▶ [Task brief] Nothing in the data may change. Copy all of it exactly.

▶ [Listed entries]
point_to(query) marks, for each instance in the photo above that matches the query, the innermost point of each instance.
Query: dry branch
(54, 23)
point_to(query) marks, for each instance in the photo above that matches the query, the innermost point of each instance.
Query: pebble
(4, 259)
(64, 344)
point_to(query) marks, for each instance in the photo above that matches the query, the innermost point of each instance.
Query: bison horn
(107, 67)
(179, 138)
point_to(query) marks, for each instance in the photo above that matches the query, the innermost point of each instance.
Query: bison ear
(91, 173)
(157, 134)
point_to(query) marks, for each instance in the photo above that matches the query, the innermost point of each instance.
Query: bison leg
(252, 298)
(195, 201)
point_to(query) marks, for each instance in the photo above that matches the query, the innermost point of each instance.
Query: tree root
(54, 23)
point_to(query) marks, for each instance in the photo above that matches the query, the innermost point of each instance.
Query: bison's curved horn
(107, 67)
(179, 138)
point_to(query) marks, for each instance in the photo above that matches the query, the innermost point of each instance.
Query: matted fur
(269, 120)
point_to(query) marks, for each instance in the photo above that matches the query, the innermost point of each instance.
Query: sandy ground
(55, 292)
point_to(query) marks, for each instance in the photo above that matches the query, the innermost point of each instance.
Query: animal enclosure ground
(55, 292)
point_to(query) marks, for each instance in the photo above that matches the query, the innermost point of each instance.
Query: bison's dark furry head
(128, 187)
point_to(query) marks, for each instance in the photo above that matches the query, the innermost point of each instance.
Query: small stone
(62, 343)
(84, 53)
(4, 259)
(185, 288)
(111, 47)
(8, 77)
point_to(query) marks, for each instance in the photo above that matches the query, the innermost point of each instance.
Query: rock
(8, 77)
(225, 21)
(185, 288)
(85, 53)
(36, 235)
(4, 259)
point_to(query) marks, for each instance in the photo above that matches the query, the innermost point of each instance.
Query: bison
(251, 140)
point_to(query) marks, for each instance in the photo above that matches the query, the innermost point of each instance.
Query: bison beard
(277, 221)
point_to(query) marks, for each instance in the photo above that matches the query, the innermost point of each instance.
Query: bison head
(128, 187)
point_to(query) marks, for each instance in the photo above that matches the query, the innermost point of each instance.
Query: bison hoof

▶ [Solution]
point_to(query) marks, for each instance in the photo above that matches the query, the innermost point of each instance.
Query: dry branch
(54, 23)
point_to(query) marks, for each instance in the photo above that matches the query, the innermost point of each instance.
Query: pebble
(4, 259)
(64, 344)
point_to(query) marks, for each instance in the photo above that matches the query, the innermost point of each instance.
Query: bison horn
(107, 67)
(179, 138)
point_to(query) marks, for each instance in the photo above that matches the query, the innermost point of each instance.
Query: bison ear
(91, 173)
(157, 134)
point_to(query) marks, for each instance in the photo above that matches the query, the innermost point of each instance.
Query: bison leg
(252, 298)
(195, 201)
point_to(query) marks, for each instance in the photo above that matches the query, the innermost point of each instance.
Query: tree root
(54, 23)
point_to(query) marks, for each instance in the photo above that matches the query, the innermost point of each instance.
Query: bison's curved horn
(107, 67)
(179, 138)
point_to(query) marks, for each instance in the photo above that matches the query, the innermost point of each instance.
Query: matted fur
(269, 120)
point_to(query) marks, for each instance in the photo above that matches the query, the innermost point of each instance.
Query: sandy ground
(55, 292)
point_to(query) marks, for each instance in the photo above that matches the query, the innermost point of each instance.
Query: animal enclosure ground
(55, 292)
point_to(query) marks, for each instance in the photo above that matches the query, the innermost point of each instance.
Query: bison's dark furry head
(128, 187)
point_to(query) marks, for each instance in the photo above that matches the query, the innermost point of each instance.
Query: small stone
(62, 343)
(84, 53)
(4, 259)
(185, 288)
(111, 47)
(8, 77)
point_to(query) marks, for each instance in the photo above that matches the query, the innermost point of each instance.
Query: rock
(8, 77)
(225, 21)
(185, 288)
(85, 53)
(36, 235)
(4, 259)
point_to(query) marks, for each instance in the photo above that matches the query, the innermost point of each instance.
Query: bison
(251, 140)
point_to(query) marks, for each instance in the photo above that matches the query, the innermost point of each instance.
Query: bison beard
(277, 221)
point_to(query) marks, for each instance in the photo above that matches the query, the innermost point of each instance.
Query: bison head
(128, 187)
point_to(query) marks, for each instance in the photo above that matches the query, the innermost point of each instance.
Query: bison hoof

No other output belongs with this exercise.